Site icon R-bloggers

checks and {tiny}testing – a quick primer

[This article was first published on Data By John, and kindly contributed to R-bloggers]. (You can report issue about the content on this page here)
Want to share your content on R-bloggers? click here if you have a blog, or here if you don't.

This material was presented to a meeting of KIND (Knowledge and Information Network) in April this year.

checks

tests

Describe what you expect your functions to do, and how they should behave with regards to user inputs

Checks : assertions
Tests : expectations

Let’s write a simple function that prints the name of a council area:

choose_council <- function(x){
  out <- paste("chosen council is", x)
  out
}

Now let’s try it out

choose_council("Highland")

[1] "chosen council is Highland"

choose_council("Argyll and Bute")

[1] "chosen council is Argyll and Bute"

choose_council("Bob")

[1] "chosen council is Bob"

choose_council(1)

[1] "chosen council is 1"

choose_council("Argyll & Bute")

[1] "chosen council is Argyll & Bute"

We can see the function works, but…

Base R functions

From the help:

match.arg matches a character arg against a table of candidate values as specified by choices.

To put that more simply, to use the function, we need to pass an argument, and a vector of possible choices. The function will then check that argument against the choices to see if there is a match.

Let’s assume we only want to print Highland and Argyll and Bute

How can we use match.arg?

choose_council <- function(council = c("Highland", 
                                       "Argyll and Bute")){

  council <-  match.arg(council)
  out <- paste("chosen council is", council)
  return(out)
}

choose_council("Highland")

[1] "chosen council is Highland"

choose_council("Argyll and Bute")

[1] "chosen council is Argyll and Bute"

choose_council("Bob")

Error in match.arg(council): 'arg' should be one of "Highland", "Argyll and Bute"

choose_council(1)

Error in match.arg(council): 'arg' must be NULL or a character vector

choose_council("Argyll & Bute")

Error in match.arg(council): 'arg' should be one of "Highland", "Argyll and Bute"

if no value supplied, match.arg uses the first element

choose_council() # match.arg uses default arguments

[1] "chosen council is Highland"

Partial matching is also possible – you can be lazy and only type the first few letters of your argument. This is OK for this very simple example, but not for real-life code – certainly not any code where you care about the results. (As an aside, if you regularly use T or F instead of TRUE and FALSE – you need to sort your life out)

This works, but .. careful now!

choose_council("A") # partial matching - can be risky

[1] "chosen council is Argyll and Bute"

stopifnot

We saw that our function didn’t work when we supplied a number.

choose_council(1)

# BRIEF 1:
Could you give the listing again from its start up to and including the line with "[591,186,651,206]", with "white car" replaced by "silver car" and everything else unchanged, leaving the pictures out?

# ROWS:
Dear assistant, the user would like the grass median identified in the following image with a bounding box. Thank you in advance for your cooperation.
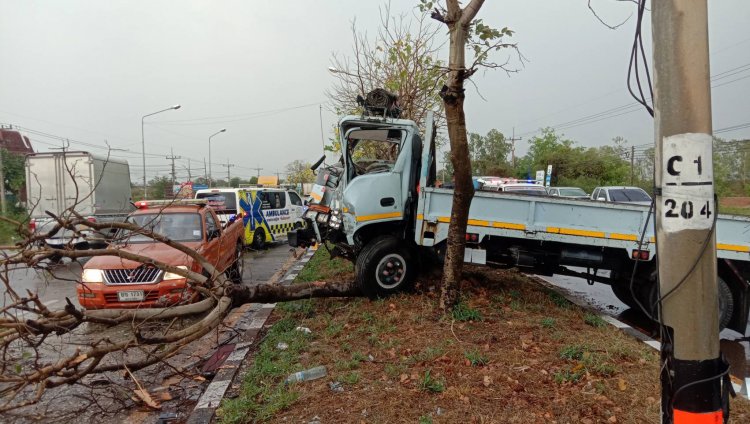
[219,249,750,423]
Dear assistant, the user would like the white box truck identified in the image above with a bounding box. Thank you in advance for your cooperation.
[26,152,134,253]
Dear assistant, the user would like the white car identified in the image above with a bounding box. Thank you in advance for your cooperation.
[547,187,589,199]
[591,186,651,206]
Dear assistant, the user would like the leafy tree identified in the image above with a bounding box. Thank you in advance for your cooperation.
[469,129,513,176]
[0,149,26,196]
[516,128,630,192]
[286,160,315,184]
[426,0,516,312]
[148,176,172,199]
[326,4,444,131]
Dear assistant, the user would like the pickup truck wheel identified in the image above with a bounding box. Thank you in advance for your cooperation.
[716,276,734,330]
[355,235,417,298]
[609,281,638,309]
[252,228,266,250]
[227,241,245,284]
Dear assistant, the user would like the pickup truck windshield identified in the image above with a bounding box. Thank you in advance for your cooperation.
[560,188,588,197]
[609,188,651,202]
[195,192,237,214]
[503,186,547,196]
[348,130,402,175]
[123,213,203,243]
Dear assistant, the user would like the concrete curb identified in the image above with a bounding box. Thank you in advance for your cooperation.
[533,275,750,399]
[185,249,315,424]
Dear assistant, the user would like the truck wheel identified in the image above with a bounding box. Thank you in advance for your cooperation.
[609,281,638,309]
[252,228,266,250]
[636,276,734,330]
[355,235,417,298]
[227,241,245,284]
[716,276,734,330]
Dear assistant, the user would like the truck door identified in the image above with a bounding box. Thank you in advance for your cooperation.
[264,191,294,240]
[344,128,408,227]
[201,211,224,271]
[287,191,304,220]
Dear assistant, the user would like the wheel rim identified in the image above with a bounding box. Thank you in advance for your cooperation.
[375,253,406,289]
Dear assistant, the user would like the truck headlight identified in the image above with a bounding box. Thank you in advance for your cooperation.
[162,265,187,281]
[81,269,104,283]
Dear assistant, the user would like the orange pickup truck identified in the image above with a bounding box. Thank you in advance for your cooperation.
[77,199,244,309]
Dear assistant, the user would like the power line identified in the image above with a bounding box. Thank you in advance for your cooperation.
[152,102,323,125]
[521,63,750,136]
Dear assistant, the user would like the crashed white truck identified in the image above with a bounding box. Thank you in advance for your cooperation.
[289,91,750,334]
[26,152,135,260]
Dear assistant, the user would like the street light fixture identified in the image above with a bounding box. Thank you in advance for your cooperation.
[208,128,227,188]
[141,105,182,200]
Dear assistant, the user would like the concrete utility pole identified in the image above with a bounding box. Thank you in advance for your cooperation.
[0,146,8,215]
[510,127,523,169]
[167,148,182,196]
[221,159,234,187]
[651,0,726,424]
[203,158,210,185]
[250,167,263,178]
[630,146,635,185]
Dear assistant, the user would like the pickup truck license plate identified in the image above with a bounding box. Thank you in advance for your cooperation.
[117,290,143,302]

# BRIEF 2:
In the article on checks and testing:
(a) In what month was the material presented to the KIND meeting?
(b) When no value is supplied, which element does match.arg use?
(c) What output does choose_council("A") give in the version that uses match.arg?

# WRITTEN SOLUTION 1:
Dear assistant, the user would like the grass median identified in the following image with a bounding box. Thank you in advance for your cooperation.
[219,249,750,423]
Dear assistant, the user would like the white box truck identified in the image above with a bounding box. Thank you in advance for your cooperation.
[26,152,134,253]
Dear assistant, the user would like the silver car identified in the image above with a bounding box. Thank you in advance for your cooperation.
[547,187,589,199]
[591,186,651,206]

# WRITTEN SOLUTION 2:
(a) April
(b) The first element
(c) [1] "chosen council is Argyll and Bute"